===== STORED ROWS

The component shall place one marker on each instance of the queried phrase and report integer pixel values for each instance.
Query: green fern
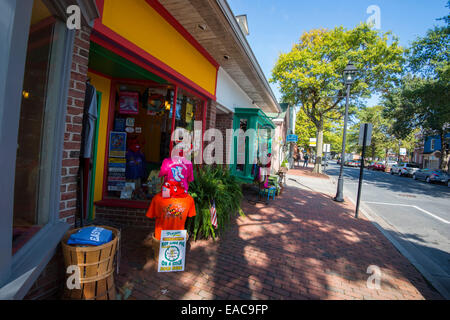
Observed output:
(214, 183)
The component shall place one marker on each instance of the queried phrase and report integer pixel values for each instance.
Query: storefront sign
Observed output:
(128, 102)
(117, 144)
(291, 138)
(172, 250)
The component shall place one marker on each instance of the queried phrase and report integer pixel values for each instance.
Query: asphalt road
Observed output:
(417, 213)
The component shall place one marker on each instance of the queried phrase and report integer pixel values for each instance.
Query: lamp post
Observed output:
(349, 78)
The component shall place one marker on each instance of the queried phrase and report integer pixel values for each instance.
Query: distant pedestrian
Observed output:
(305, 161)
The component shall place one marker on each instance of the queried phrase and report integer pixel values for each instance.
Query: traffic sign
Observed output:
(368, 134)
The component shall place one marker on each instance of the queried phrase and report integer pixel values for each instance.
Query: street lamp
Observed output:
(349, 77)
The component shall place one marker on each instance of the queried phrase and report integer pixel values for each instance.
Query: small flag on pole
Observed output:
(213, 212)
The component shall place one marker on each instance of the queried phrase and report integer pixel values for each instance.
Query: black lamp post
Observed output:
(349, 77)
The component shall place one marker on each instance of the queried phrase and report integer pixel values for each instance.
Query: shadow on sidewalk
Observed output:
(302, 245)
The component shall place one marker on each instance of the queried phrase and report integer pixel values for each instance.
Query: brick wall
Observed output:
(50, 283)
(73, 126)
(224, 121)
(211, 115)
(124, 216)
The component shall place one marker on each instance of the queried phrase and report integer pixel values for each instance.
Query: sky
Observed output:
(275, 25)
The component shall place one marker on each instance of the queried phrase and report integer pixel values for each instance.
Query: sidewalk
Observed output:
(303, 245)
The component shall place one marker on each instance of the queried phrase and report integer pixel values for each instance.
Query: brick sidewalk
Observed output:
(303, 245)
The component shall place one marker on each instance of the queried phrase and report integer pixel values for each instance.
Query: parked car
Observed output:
(431, 175)
(377, 166)
(350, 163)
(404, 169)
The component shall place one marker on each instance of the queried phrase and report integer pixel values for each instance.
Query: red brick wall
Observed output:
(224, 122)
(74, 118)
(50, 283)
(211, 115)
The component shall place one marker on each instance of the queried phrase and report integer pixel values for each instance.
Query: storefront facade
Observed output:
(248, 149)
(152, 72)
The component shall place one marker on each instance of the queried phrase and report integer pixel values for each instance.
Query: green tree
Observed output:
(310, 75)
(422, 101)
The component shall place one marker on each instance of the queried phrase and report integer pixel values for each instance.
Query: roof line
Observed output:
(223, 4)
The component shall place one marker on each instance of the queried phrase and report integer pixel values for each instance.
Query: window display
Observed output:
(171, 212)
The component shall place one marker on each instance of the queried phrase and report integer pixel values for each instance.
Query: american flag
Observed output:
(213, 212)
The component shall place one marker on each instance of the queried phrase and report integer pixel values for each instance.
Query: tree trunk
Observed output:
(443, 158)
(319, 148)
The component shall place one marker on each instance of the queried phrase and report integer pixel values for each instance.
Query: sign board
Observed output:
(172, 251)
(291, 138)
(368, 136)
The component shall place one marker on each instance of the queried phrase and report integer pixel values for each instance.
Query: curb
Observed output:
(378, 222)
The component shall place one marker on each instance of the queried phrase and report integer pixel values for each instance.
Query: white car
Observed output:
(404, 169)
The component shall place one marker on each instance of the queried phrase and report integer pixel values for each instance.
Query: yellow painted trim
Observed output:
(139, 23)
(103, 85)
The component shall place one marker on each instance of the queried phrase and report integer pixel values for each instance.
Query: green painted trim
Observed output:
(113, 65)
(94, 166)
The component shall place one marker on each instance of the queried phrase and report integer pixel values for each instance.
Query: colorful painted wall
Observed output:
(103, 85)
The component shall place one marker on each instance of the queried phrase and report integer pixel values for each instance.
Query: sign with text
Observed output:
(291, 138)
(172, 250)
(368, 134)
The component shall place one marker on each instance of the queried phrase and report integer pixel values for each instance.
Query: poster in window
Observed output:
(117, 144)
(128, 102)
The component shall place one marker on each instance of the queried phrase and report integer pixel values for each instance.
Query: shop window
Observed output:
(38, 118)
(139, 140)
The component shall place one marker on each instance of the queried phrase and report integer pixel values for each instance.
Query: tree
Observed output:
(310, 75)
(422, 101)
(305, 129)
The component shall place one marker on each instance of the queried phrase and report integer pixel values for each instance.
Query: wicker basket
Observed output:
(96, 265)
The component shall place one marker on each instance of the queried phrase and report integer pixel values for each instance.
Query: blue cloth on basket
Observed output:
(91, 236)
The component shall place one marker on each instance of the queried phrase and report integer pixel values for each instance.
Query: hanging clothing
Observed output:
(170, 213)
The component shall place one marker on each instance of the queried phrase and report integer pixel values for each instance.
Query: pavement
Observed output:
(302, 245)
(414, 215)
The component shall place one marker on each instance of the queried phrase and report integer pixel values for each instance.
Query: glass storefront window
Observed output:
(139, 141)
(38, 117)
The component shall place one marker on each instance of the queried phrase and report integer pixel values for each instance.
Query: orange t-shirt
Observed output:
(170, 213)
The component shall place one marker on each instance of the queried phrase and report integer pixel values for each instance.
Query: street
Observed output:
(417, 212)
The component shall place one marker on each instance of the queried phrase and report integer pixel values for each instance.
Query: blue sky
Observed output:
(275, 25)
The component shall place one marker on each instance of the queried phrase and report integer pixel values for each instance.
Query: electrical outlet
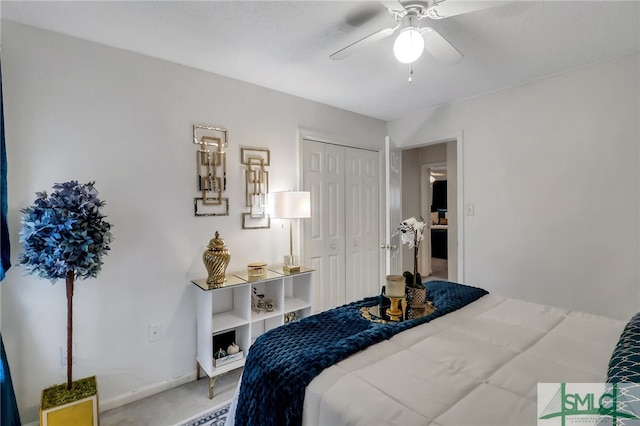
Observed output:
(63, 354)
(469, 209)
(155, 332)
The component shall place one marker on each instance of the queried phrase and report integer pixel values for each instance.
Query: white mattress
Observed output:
(479, 365)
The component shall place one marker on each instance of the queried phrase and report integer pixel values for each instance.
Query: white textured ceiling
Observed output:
(285, 45)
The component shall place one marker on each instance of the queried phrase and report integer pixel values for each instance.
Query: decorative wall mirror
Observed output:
(211, 163)
(256, 161)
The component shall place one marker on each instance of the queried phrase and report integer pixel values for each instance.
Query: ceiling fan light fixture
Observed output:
(409, 45)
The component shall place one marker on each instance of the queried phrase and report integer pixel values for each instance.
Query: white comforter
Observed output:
(479, 365)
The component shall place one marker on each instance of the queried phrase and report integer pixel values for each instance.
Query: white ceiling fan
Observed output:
(413, 38)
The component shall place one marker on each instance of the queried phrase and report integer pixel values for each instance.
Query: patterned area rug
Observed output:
(214, 417)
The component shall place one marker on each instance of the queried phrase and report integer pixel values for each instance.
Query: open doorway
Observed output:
(422, 167)
(433, 192)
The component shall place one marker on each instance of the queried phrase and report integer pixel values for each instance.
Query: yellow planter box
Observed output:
(80, 412)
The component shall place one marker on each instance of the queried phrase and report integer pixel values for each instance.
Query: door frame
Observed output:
(425, 203)
(459, 139)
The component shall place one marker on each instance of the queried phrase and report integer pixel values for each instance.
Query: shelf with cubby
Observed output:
(226, 310)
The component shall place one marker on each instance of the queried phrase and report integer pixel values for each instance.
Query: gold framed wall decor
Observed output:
(211, 167)
(256, 161)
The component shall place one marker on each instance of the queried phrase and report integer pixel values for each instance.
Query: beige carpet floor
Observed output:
(175, 405)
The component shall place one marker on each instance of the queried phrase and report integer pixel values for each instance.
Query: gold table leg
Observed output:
(212, 380)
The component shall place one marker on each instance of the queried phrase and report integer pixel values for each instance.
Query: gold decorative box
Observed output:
(257, 269)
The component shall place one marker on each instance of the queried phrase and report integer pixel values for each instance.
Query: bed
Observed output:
(477, 365)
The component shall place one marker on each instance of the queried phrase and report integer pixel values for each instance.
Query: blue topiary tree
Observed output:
(64, 237)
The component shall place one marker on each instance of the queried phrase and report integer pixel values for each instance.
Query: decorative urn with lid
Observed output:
(216, 259)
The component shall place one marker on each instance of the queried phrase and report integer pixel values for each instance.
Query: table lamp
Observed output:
(291, 205)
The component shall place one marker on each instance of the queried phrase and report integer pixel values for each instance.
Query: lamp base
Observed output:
(291, 263)
(291, 269)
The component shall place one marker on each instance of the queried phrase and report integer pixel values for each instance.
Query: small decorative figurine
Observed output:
(233, 349)
(216, 259)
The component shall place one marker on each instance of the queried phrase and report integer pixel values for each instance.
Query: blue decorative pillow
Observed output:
(624, 365)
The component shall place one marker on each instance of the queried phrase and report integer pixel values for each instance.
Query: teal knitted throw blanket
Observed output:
(283, 361)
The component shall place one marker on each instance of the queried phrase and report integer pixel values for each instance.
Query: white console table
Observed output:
(225, 307)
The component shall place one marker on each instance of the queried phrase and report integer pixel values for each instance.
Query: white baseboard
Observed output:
(135, 395)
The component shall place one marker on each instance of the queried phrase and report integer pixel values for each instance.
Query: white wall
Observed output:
(79, 110)
(552, 169)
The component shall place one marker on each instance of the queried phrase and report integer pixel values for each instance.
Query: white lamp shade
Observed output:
(290, 204)
(408, 46)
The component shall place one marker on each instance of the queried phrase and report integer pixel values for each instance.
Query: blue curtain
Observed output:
(4, 230)
(9, 415)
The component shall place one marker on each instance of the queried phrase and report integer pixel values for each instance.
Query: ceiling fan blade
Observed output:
(362, 43)
(393, 5)
(440, 48)
(447, 8)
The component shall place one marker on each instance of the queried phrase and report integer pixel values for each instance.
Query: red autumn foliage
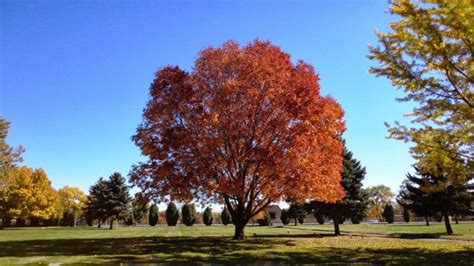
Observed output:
(246, 126)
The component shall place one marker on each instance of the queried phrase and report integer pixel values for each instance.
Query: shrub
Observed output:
(188, 213)
(172, 214)
(406, 215)
(153, 215)
(389, 213)
(207, 216)
(265, 219)
(285, 218)
(226, 217)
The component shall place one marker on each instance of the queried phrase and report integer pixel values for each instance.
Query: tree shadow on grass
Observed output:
(257, 250)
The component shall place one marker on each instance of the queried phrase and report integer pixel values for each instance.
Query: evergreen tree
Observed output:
(207, 216)
(225, 217)
(117, 197)
(285, 218)
(153, 215)
(265, 219)
(172, 214)
(140, 206)
(96, 201)
(406, 215)
(188, 213)
(354, 204)
(438, 195)
(297, 212)
(319, 217)
(389, 213)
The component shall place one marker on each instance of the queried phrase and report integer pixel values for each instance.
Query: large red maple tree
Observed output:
(246, 127)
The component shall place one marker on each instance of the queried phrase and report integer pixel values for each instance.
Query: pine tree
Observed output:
(96, 201)
(225, 217)
(406, 215)
(389, 213)
(438, 195)
(285, 219)
(354, 204)
(172, 214)
(207, 216)
(188, 213)
(153, 215)
(117, 197)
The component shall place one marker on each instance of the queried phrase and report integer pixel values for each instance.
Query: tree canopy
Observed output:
(246, 126)
(429, 55)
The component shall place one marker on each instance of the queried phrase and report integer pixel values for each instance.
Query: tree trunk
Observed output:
(239, 232)
(111, 223)
(447, 223)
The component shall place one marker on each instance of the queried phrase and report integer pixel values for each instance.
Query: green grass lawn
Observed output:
(401, 243)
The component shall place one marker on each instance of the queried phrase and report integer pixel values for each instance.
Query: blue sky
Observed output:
(75, 74)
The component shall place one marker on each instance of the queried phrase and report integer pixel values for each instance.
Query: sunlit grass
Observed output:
(201, 244)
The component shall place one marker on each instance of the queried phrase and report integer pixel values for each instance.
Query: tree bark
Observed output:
(239, 232)
(447, 223)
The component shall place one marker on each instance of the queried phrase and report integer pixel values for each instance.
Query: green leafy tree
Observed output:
(429, 55)
(225, 217)
(389, 213)
(117, 197)
(188, 213)
(172, 214)
(207, 216)
(284, 217)
(153, 215)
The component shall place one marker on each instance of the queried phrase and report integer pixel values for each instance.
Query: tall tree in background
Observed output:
(188, 214)
(354, 204)
(441, 194)
(413, 197)
(379, 196)
(430, 56)
(96, 201)
(72, 201)
(140, 205)
(154, 215)
(207, 216)
(246, 126)
(117, 197)
(172, 214)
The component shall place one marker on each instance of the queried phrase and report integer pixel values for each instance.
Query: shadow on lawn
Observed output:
(261, 249)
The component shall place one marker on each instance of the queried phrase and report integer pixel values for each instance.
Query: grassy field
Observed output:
(406, 244)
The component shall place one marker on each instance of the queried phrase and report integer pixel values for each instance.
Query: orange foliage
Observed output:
(246, 126)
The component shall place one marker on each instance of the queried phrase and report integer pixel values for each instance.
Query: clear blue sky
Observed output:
(75, 74)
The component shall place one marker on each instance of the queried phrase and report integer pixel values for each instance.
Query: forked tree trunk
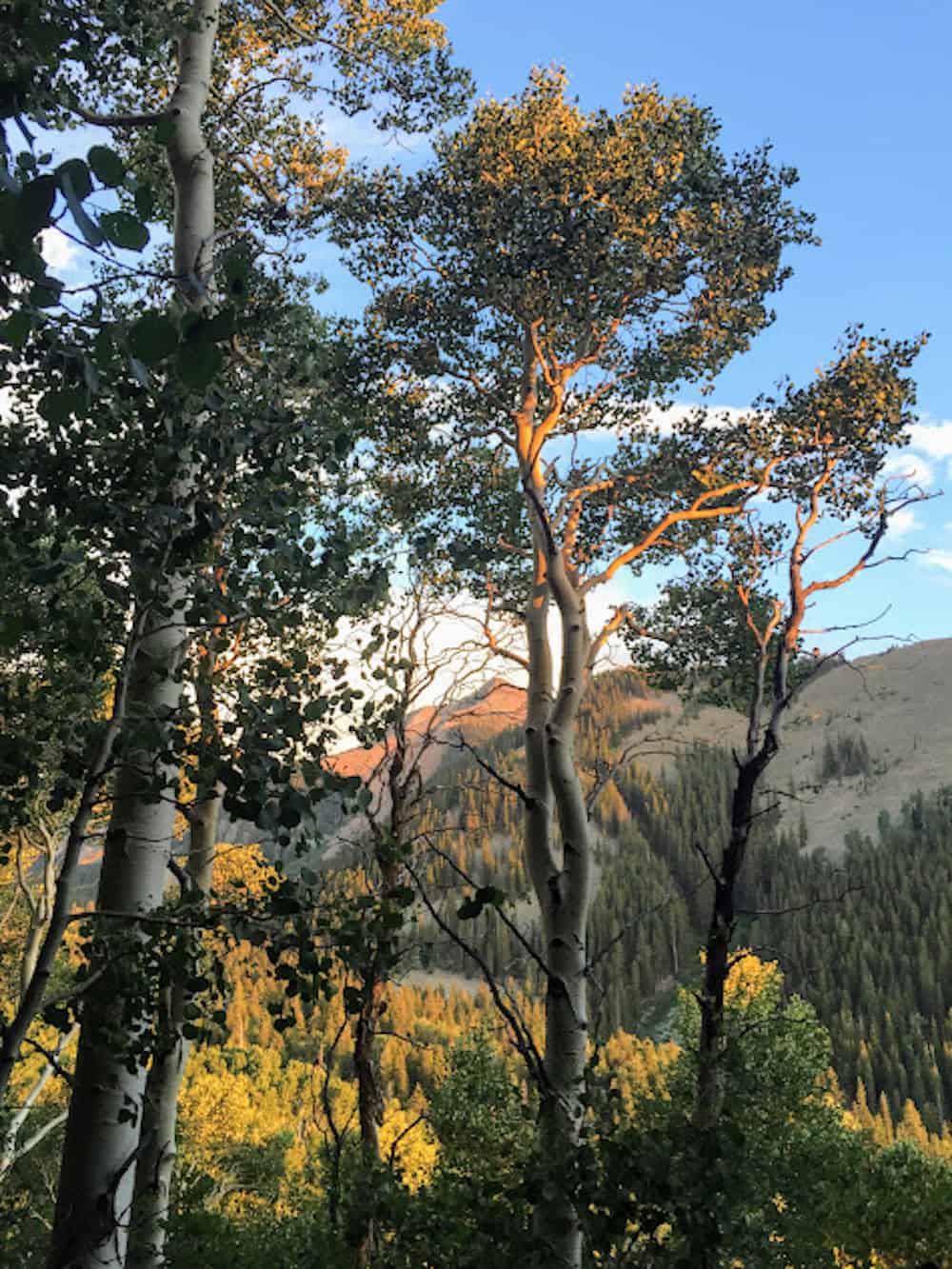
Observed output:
(562, 879)
(97, 1176)
(711, 1089)
(160, 1113)
(103, 1141)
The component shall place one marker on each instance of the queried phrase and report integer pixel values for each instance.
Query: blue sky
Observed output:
(859, 98)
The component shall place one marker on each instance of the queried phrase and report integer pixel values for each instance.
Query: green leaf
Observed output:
(125, 229)
(78, 175)
(198, 362)
(107, 167)
(46, 293)
(60, 405)
(15, 330)
(33, 206)
(86, 224)
(139, 372)
(145, 201)
(152, 338)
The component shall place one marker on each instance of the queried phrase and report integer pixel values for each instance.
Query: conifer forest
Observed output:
(459, 804)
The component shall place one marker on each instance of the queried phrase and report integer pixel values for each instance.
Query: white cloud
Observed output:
(939, 560)
(59, 252)
(913, 467)
(933, 438)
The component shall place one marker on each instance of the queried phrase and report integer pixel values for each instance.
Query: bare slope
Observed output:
(899, 702)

==========

■ YOUR GOAL:
Locate every line in the entries above that contains the string "storefront" and copy each one in full. Matching is case-sensitive.

■ OUTPUT OF THE EXERCISE:
Query: storefront sign
Query: storefront facade
Query: glass storefront window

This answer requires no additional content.